▶ [Task description]:
The listing below must be repeated word for word, with its images excluded.

Begin Source material

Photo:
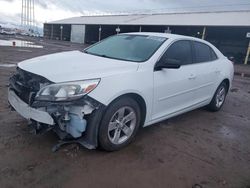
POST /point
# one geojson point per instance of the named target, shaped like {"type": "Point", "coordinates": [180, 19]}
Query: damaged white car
{"type": "Point", "coordinates": [102, 95]}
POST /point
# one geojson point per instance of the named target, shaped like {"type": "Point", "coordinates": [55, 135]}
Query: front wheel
{"type": "Point", "coordinates": [218, 98]}
{"type": "Point", "coordinates": [119, 124]}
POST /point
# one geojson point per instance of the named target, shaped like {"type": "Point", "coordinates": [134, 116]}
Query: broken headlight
{"type": "Point", "coordinates": [66, 91]}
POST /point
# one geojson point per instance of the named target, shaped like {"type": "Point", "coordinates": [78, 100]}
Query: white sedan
{"type": "Point", "coordinates": [101, 96]}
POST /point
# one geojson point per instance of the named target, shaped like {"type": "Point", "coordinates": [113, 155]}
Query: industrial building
{"type": "Point", "coordinates": [229, 31]}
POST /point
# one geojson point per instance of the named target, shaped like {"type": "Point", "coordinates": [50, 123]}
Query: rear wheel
{"type": "Point", "coordinates": [119, 124]}
{"type": "Point", "coordinates": [218, 98]}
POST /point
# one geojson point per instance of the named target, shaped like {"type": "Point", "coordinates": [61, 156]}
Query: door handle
{"type": "Point", "coordinates": [217, 71]}
{"type": "Point", "coordinates": [192, 77]}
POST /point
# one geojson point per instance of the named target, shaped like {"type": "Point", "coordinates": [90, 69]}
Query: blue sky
{"type": "Point", "coordinates": [48, 10]}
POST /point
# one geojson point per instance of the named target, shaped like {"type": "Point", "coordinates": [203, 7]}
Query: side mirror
{"type": "Point", "coordinates": [168, 64]}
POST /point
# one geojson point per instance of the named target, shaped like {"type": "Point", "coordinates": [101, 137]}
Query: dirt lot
{"type": "Point", "coordinates": [197, 149]}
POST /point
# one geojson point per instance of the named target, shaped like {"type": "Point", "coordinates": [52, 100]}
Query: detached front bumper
{"type": "Point", "coordinates": [27, 112]}
{"type": "Point", "coordinates": [83, 123]}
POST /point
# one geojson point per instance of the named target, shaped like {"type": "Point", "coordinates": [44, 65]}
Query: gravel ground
{"type": "Point", "coordinates": [196, 149]}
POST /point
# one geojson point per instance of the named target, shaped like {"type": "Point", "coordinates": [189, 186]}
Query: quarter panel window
{"type": "Point", "coordinates": [203, 53]}
{"type": "Point", "coordinates": [179, 52]}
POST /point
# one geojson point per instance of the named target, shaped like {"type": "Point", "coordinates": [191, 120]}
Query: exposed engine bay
{"type": "Point", "coordinates": [69, 119]}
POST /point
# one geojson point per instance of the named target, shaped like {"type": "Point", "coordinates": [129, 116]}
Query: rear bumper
{"type": "Point", "coordinates": [27, 112]}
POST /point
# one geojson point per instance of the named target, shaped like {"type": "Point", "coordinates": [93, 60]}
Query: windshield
{"type": "Point", "coordinates": [136, 48]}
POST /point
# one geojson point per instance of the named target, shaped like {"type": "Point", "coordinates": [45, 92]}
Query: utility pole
{"type": "Point", "coordinates": [28, 15]}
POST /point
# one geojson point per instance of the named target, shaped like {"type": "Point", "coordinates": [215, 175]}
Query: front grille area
{"type": "Point", "coordinates": [26, 85]}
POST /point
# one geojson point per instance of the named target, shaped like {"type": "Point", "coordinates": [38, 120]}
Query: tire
{"type": "Point", "coordinates": [117, 129]}
{"type": "Point", "coordinates": [218, 98]}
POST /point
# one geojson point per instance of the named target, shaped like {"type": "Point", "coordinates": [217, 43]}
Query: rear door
{"type": "Point", "coordinates": [175, 89]}
{"type": "Point", "coordinates": [205, 62]}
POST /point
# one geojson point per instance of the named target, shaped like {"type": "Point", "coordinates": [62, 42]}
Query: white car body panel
{"type": "Point", "coordinates": [167, 93]}
{"type": "Point", "coordinates": [75, 65]}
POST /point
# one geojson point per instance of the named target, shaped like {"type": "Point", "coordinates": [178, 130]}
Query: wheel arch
{"type": "Point", "coordinates": [226, 80]}
{"type": "Point", "coordinates": [141, 102]}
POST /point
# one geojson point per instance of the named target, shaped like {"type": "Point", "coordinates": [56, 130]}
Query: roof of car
{"type": "Point", "coordinates": [165, 35]}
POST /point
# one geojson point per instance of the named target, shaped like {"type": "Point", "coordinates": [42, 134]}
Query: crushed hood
{"type": "Point", "coordinates": [75, 65]}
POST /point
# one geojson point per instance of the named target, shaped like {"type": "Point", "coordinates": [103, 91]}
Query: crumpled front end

End Source material

▶ [Complete output]:
Photo:
POST /point
# one geojson point per instance of the named target, shaped like {"type": "Point", "coordinates": [180, 19]}
Query: damaged white car
{"type": "Point", "coordinates": [102, 95]}
POST /point
# one geojson point per instance of the named target, shaped like {"type": "Point", "coordinates": [55, 135]}
Query: front wheel
{"type": "Point", "coordinates": [218, 98]}
{"type": "Point", "coordinates": [119, 124]}
POST /point
# one geojson point per instance of the named target, shaped like {"type": "Point", "coordinates": [134, 116]}
Query: broken headlight
{"type": "Point", "coordinates": [66, 91]}
POST /point
# one geojson point per instance of the named target, shaped like {"type": "Point", "coordinates": [78, 100]}
Query: white sedan
{"type": "Point", "coordinates": [101, 96]}
POST /point
# one geojson point per instance of the named target, shaped like {"type": "Point", "coordinates": [113, 155]}
Query: industrial building
{"type": "Point", "coordinates": [229, 31]}
POST /point
# one geojson point per instance of the named target, shaped like {"type": "Point", "coordinates": [50, 123]}
Query: rear wheel
{"type": "Point", "coordinates": [119, 124]}
{"type": "Point", "coordinates": [218, 98]}
POST /point
# one geojson point per instance of the named target, shaped like {"type": "Point", "coordinates": [61, 156]}
Query: door handle
{"type": "Point", "coordinates": [217, 71]}
{"type": "Point", "coordinates": [192, 77]}
POST /point
# one geojson point per instance of the named target, shaped like {"type": "Point", "coordinates": [90, 69]}
Query: blue sky
{"type": "Point", "coordinates": [48, 10]}
POST /point
# one geojson point per instance of the named target, shaped like {"type": "Point", "coordinates": [203, 7]}
Query: side mirror
{"type": "Point", "coordinates": [168, 64]}
POST /point
# one geojson point per instance of the named target, shaped like {"type": "Point", "coordinates": [101, 137]}
Query: dirt lot
{"type": "Point", "coordinates": [197, 149]}
POST /point
# one geojson point per instance of the named target, shaped like {"type": "Point", "coordinates": [52, 100]}
Query: detached front bumper
{"type": "Point", "coordinates": [27, 112]}
{"type": "Point", "coordinates": [83, 123]}
POST /point
# one geojson point per instance of the named target, shaped like {"type": "Point", "coordinates": [44, 65]}
Query: gravel ground
{"type": "Point", "coordinates": [196, 149]}
POST /point
# one geojson point per instance of the named target, shaped like {"type": "Point", "coordinates": [189, 186]}
Query: quarter panel window
{"type": "Point", "coordinates": [203, 53]}
{"type": "Point", "coordinates": [179, 52]}
POST /point
# one geojson point per instance of the named target, shaped like {"type": "Point", "coordinates": [191, 120]}
Query: exposed engine bay
{"type": "Point", "coordinates": [69, 119]}
POST /point
# one geojson point per instance of the named target, shaped like {"type": "Point", "coordinates": [129, 116]}
Query: rear bumper
{"type": "Point", "coordinates": [27, 112]}
POST /point
# one geojson point per instance of the named target, shaped like {"type": "Point", "coordinates": [93, 60]}
Query: windshield
{"type": "Point", "coordinates": [136, 48]}
POST /point
# one geojson point per instance of the named target, shaped like {"type": "Point", "coordinates": [45, 92]}
Query: utility pole
{"type": "Point", "coordinates": [28, 15]}
POST /point
# one geojson point per instance of the named target, shaped like {"type": "Point", "coordinates": [215, 175]}
Query: front grille area
{"type": "Point", "coordinates": [26, 85]}
POST /point
# one geojson point per instance of the named target, shaped like {"type": "Point", "coordinates": [38, 120]}
Query: tire
{"type": "Point", "coordinates": [117, 129]}
{"type": "Point", "coordinates": [218, 98]}
POST /point
# one geojson point per instance of the named target, shaped like {"type": "Point", "coordinates": [217, 43]}
Query: rear door
{"type": "Point", "coordinates": [175, 89]}
{"type": "Point", "coordinates": [205, 62]}
POST /point
# one geojson point per instance of the named target, shaped like {"type": "Point", "coordinates": [62, 42]}
Query: white car body panel
{"type": "Point", "coordinates": [167, 93]}
{"type": "Point", "coordinates": [75, 65]}
POST /point
# one geojson point per instance of the named target, shaped like {"type": "Point", "coordinates": [178, 130]}
Query: wheel arch
{"type": "Point", "coordinates": [226, 80]}
{"type": "Point", "coordinates": [141, 102]}
POST /point
# one geojson point per instance of the named target, shaped like {"type": "Point", "coordinates": [56, 130]}
Query: roof of car
{"type": "Point", "coordinates": [165, 35]}
POST /point
# one geojson point per instance of the named target, shaped like {"type": "Point", "coordinates": [42, 134]}
Query: crushed hood
{"type": "Point", "coordinates": [75, 65]}
POST /point
# one geojson point per instance of the named target, shaped like {"type": "Point", "coordinates": [103, 91]}
Query: crumpled front end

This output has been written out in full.